Riproduci senza alcuna modifica tutte le righe del materiale che segue. Non includere le immagini nella risposta.

(Record di annotazione delle immagini)
◆ ◆ ◆ ◆ ◆ ◆ ◆

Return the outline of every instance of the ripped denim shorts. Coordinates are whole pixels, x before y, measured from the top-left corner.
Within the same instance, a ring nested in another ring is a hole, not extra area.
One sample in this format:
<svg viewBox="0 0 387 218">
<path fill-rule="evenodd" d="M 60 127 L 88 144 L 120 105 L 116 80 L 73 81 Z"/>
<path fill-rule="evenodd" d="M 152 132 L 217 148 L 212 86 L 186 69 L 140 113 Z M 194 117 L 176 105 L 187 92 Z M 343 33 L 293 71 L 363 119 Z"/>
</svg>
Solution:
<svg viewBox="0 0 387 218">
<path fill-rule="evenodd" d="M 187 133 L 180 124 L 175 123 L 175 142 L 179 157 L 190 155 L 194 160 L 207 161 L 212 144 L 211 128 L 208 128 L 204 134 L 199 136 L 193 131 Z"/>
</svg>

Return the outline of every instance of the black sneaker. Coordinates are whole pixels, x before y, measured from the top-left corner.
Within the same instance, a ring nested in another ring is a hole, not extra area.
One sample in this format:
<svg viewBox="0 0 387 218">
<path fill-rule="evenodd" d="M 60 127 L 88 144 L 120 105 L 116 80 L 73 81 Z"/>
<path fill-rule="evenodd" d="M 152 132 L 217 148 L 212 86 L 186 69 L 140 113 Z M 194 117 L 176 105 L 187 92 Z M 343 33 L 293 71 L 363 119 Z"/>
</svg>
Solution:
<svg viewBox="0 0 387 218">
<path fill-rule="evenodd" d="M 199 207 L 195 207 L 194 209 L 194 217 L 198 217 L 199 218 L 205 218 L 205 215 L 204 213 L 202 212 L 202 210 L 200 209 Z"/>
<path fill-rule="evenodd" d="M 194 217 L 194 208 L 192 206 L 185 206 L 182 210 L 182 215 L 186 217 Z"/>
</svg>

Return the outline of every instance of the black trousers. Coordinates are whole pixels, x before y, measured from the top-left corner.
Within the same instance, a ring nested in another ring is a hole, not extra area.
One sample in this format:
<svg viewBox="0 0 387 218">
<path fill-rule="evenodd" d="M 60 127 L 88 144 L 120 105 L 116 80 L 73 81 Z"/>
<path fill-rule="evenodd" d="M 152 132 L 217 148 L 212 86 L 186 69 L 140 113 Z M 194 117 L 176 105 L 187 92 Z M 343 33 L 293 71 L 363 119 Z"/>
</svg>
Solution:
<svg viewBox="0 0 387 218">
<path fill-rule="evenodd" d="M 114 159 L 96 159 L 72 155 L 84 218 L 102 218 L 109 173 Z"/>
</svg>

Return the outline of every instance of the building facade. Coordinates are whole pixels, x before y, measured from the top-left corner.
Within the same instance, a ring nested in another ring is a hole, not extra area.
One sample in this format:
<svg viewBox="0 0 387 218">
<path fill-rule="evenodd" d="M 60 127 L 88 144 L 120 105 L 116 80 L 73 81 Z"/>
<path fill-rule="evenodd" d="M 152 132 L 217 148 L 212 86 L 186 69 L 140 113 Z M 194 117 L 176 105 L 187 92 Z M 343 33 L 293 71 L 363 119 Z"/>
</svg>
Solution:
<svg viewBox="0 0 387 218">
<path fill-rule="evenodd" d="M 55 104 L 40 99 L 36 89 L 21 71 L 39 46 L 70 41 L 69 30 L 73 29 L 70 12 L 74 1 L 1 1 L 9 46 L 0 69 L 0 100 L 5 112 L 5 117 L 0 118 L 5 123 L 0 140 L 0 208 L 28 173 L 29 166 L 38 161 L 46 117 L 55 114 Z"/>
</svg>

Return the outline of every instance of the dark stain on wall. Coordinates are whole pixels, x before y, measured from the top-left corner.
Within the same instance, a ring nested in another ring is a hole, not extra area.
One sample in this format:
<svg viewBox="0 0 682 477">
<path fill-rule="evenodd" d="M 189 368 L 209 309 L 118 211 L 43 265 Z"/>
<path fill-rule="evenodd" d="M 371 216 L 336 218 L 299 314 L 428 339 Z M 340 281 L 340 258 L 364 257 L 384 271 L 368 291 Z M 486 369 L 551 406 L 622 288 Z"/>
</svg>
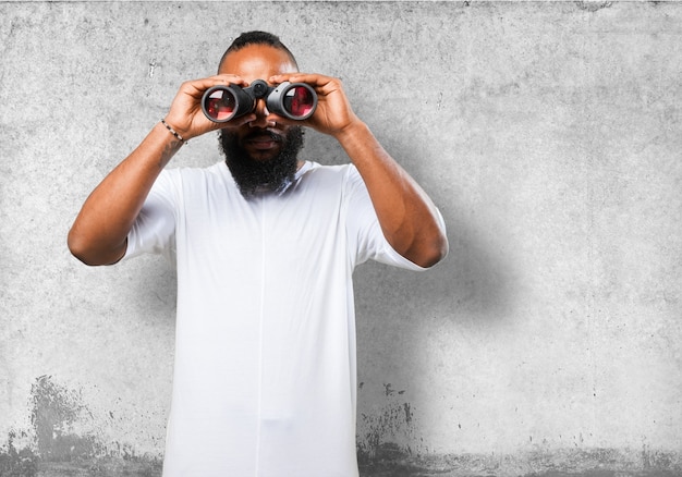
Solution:
<svg viewBox="0 0 682 477">
<path fill-rule="evenodd" d="M 130 445 L 107 445 L 92 428 L 82 393 L 41 376 L 31 388 L 31 429 L 11 430 L 0 448 L 0 477 L 161 475 L 161 462 Z M 21 442 L 21 443 L 20 443 Z"/>
<path fill-rule="evenodd" d="M 362 386 L 361 386 L 362 389 Z M 404 391 L 383 384 L 386 401 L 358 416 L 362 477 L 673 477 L 682 476 L 682 452 L 570 449 L 514 455 L 441 455 L 413 448 L 415 411 Z M 78 391 L 36 379 L 31 392 L 31 429 L 13 429 L 0 448 L 0 477 L 158 477 L 160 458 L 138 456 L 130 444 L 105 444 Z M 85 426 L 84 426 L 85 424 Z M 200 476 L 197 476 L 200 477 Z M 295 477 L 295 476 L 282 476 Z M 320 476 L 324 477 L 324 476 Z"/>
</svg>

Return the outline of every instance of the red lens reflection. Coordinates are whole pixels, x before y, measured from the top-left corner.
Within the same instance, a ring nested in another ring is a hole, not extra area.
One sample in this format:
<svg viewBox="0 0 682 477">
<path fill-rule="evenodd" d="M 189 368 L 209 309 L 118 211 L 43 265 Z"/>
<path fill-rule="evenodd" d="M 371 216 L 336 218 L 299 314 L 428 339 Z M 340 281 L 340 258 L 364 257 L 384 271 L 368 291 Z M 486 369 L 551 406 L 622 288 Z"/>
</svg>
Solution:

◆ ◆ ◆ ◆ ◆ ◆ ◆

> **RISPOSTA COMPLETA**:
Return the outline of every instance of the ripped denim shorts. Coordinates are whole pixels, x before y, measured from the top-left corner.
Within the same instance, a ring nested in another ring is a hole, not extra area.
One sample in this format:
<svg viewBox="0 0 387 218">
<path fill-rule="evenodd" d="M 60 127 L 88 144 L 120 105 L 116 80 L 73 81 Z"/>
<path fill-rule="evenodd" d="M 152 132 L 217 148 L 212 86 L 186 69 L 140 113 Z M 194 117 L 176 105 L 187 92 Z M 343 33 L 293 71 L 363 119 Z"/>
</svg>
Solution:
<svg viewBox="0 0 387 218">
<path fill-rule="evenodd" d="M 187 133 L 180 124 L 175 123 L 175 142 L 179 157 L 190 155 L 194 160 L 207 161 L 212 144 L 211 128 L 208 128 L 204 134 L 199 136 L 193 131 Z"/>
</svg>

Return the outline of every instance of the black sneaker. Coordinates are whole pixels, x before y, measured from the top-left corner.
Within the same instance, a ring nested in another ring is a hole, not extra area.
One sample in this format:
<svg viewBox="0 0 387 218">
<path fill-rule="evenodd" d="M 60 127 L 88 144 L 120 105 L 116 80 L 73 81 Z"/>
<path fill-rule="evenodd" d="M 152 132 L 217 148 L 212 86 L 186 69 L 140 113 Z M 194 117 L 176 105 L 187 92 Z M 343 33 L 293 71 L 363 119 Z"/>
</svg>
Solution:
<svg viewBox="0 0 387 218">
<path fill-rule="evenodd" d="M 199 207 L 195 207 L 194 209 L 194 217 L 198 217 L 199 218 L 205 218 L 205 215 L 204 213 L 202 212 L 202 210 L 200 209 Z"/>
<path fill-rule="evenodd" d="M 194 217 L 194 208 L 192 206 L 185 206 L 182 210 L 182 215 L 186 217 Z"/>
</svg>

Return the outline of every instance of the black trousers. Coordinates are whole pixels, x before y, measured from the top-left corner.
Within the same instance, a ring nested in another ring is a hole, not extra area.
One sample in this format:
<svg viewBox="0 0 387 218">
<path fill-rule="evenodd" d="M 60 127 L 88 144 L 120 105 L 116 80 L 73 81 Z"/>
<path fill-rule="evenodd" d="M 152 132 L 217 148 L 212 86 L 186 69 L 140 113 Z M 194 117 L 176 105 L 187 92 Z M 343 33 L 293 71 L 363 119 Z"/>
</svg>
Solution:
<svg viewBox="0 0 387 218">
<path fill-rule="evenodd" d="M 114 159 L 96 159 L 72 155 L 84 218 L 102 218 L 109 173 Z"/>
</svg>

Return the outline of every instance of the building facade. Coordinates are whole pixels, x before y, measured from the top-left corner.
Within the same instance, a ring nested in another ring is a hole, not extra area.
One sample in this format:
<svg viewBox="0 0 387 218">
<path fill-rule="evenodd" d="M 60 127 L 88 144 L 120 105 L 116 80 L 73 81 Z"/>
<path fill-rule="evenodd" d="M 152 132 L 217 148 L 212 86 L 186 69 L 140 113 Z M 194 117 L 176 105 L 187 92 Z M 343 33 L 293 71 L 363 119 Z"/>
</svg>
Solution:
<svg viewBox="0 0 387 218">
<path fill-rule="evenodd" d="M 55 104 L 40 99 L 36 89 L 21 71 L 39 46 L 70 41 L 69 30 L 73 29 L 70 12 L 74 1 L 1 1 L 9 46 L 0 69 L 0 100 L 5 112 L 5 117 L 0 118 L 5 123 L 0 140 L 0 208 L 28 173 L 29 166 L 38 161 L 46 117 L 55 114 Z"/>
</svg>

Return the outline of every instance of the dark stain on wall. Coordinates are whole pixels, x before y, measured from the top-left corner.
Within the same instance, a ring nested in another ring is a hole, not extra area.
One sample in this format:
<svg viewBox="0 0 682 477">
<path fill-rule="evenodd" d="M 189 368 L 209 309 L 118 211 L 43 265 Z"/>
<path fill-rule="evenodd" d="M 371 216 L 336 218 L 299 314 L 428 339 Z M 340 281 L 340 258 L 364 257 L 384 271 L 368 291 Z M 486 369 L 551 406 L 622 288 Z"/>
</svg>
Solution:
<svg viewBox="0 0 682 477">
<path fill-rule="evenodd" d="M 130 445 L 107 445 L 92 428 L 82 393 L 41 376 L 31 388 L 31 429 L 11 430 L 0 448 L 0 477 L 161 475 L 161 462 Z M 21 442 L 21 443 L 20 443 Z"/>
<path fill-rule="evenodd" d="M 362 386 L 361 386 L 362 389 Z M 404 391 L 383 384 L 386 401 L 358 416 L 362 477 L 673 477 L 682 476 L 682 452 L 570 449 L 514 455 L 441 455 L 413 448 L 415 411 Z M 78 391 L 36 379 L 31 392 L 31 429 L 13 429 L 0 448 L 0 477 L 158 477 L 160 458 L 138 456 L 130 444 L 105 444 Z M 85 426 L 84 426 L 85 424 Z M 200 476 L 197 476 L 200 477 Z M 295 477 L 295 476 L 282 476 Z M 320 476 L 324 477 L 324 476 Z"/>
</svg>

Return the outline of every instance of the red lens reflection. Coordinates are whole pixels, x before y, measured from the top-left corner.
Within the same instance, a ring nested in another ring is a hole, not extra area.
One sample in this format:
<svg viewBox="0 0 682 477">
<path fill-rule="evenodd" d="M 189 368 L 209 309 L 118 211 L 43 265 Z"/>
<path fill-rule="evenodd" d="M 371 216 L 336 218 L 299 314 L 428 339 Z M 340 281 L 340 258 L 364 257 L 384 271 L 368 291 Z M 486 369 L 551 406 L 622 288 Z"/>
</svg>
Solution:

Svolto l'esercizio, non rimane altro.